(Pointing material)
>> Start
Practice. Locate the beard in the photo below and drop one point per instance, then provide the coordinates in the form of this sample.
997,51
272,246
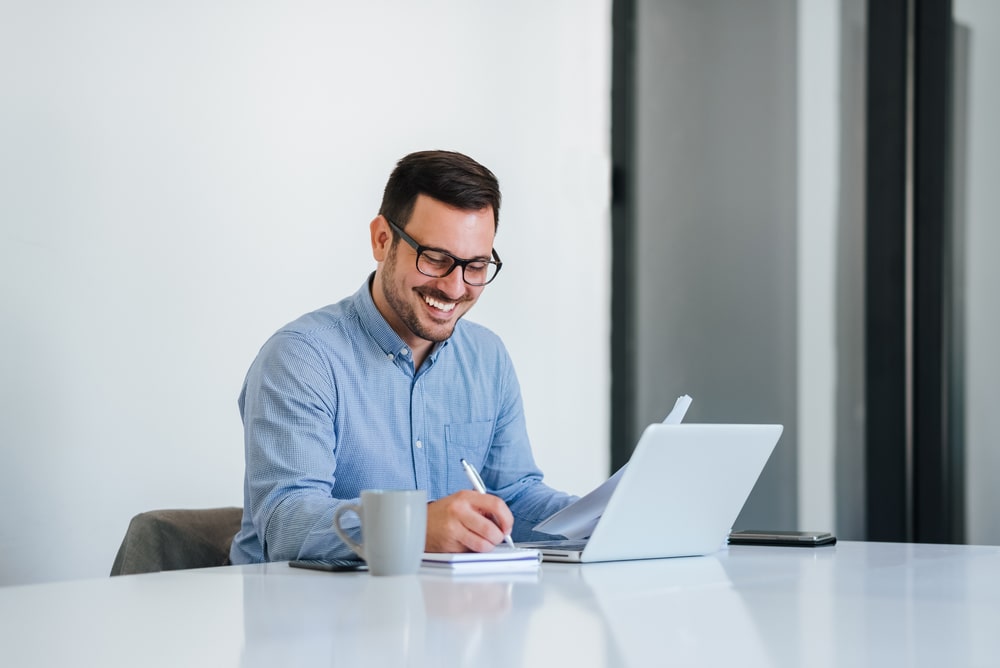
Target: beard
405,310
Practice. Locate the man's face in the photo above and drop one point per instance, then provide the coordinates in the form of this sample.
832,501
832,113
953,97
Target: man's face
421,309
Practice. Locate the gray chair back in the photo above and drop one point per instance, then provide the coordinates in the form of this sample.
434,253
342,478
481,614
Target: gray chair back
170,540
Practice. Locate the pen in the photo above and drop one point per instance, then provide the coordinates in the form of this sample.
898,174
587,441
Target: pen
477,483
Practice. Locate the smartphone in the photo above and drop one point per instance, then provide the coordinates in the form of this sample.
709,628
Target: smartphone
782,538
333,565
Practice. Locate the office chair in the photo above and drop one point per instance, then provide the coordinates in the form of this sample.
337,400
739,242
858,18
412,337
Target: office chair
170,540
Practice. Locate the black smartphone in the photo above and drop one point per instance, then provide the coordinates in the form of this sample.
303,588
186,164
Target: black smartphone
333,565
782,538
>> End
Your instructions » Turn every line of the material into a JSON list of strings, one string per line, skipping blank lines and leaving out the picture.

Completed task »
[
  "Practice. Locate the beard in the photo below and drop one point per instance, then provide the coordinates in the form of this sample.",
  "997,51",
  "272,246",
  "Target: beard",
  "405,310",
  "Practice. Locate the man's face in the photo above and drop one point per instance, then provide the coordinates in the form of this sample.",
  "832,501",
  "832,113",
  "953,97",
  "Target: man's face",
  "421,309",
  "Practice. Locate the gray chair back in the photo above and drop one point per instance, then provide the coordinates in the form of this sample.",
  "434,253",
  "342,478",
  "481,614",
  "Target: gray chair back",
  "170,540",
  "Practice. Locate the pen in the photo above and drop one point per instance, then provide the coordinates in the form of this sample.",
  "898,174",
  "587,441",
  "Target: pen",
  "477,483",
  "Practice. Locate the smartphone in the photo above and drop one point per instance, then provide the coordinates in the form of this sample.",
  "709,628",
  "Target: smartphone",
  "782,538",
  "333,565",
  "Practice. Locate the office chair in the photo above and drop one point per instance, then provide the coordinates in the form of this sample.",
  "337,400",
  "739,242",
  "858,18",
  "412,337",
  "Target: office chair",
  "170,540",
  "Practice. Locate the black smartphone in the photo above and drop one point per instance, then provide the coordinates in the form of this sample.",
  "303,588",
  "186,164",
  "Target: black smartphone",
  "333,565",
  "782,538"
]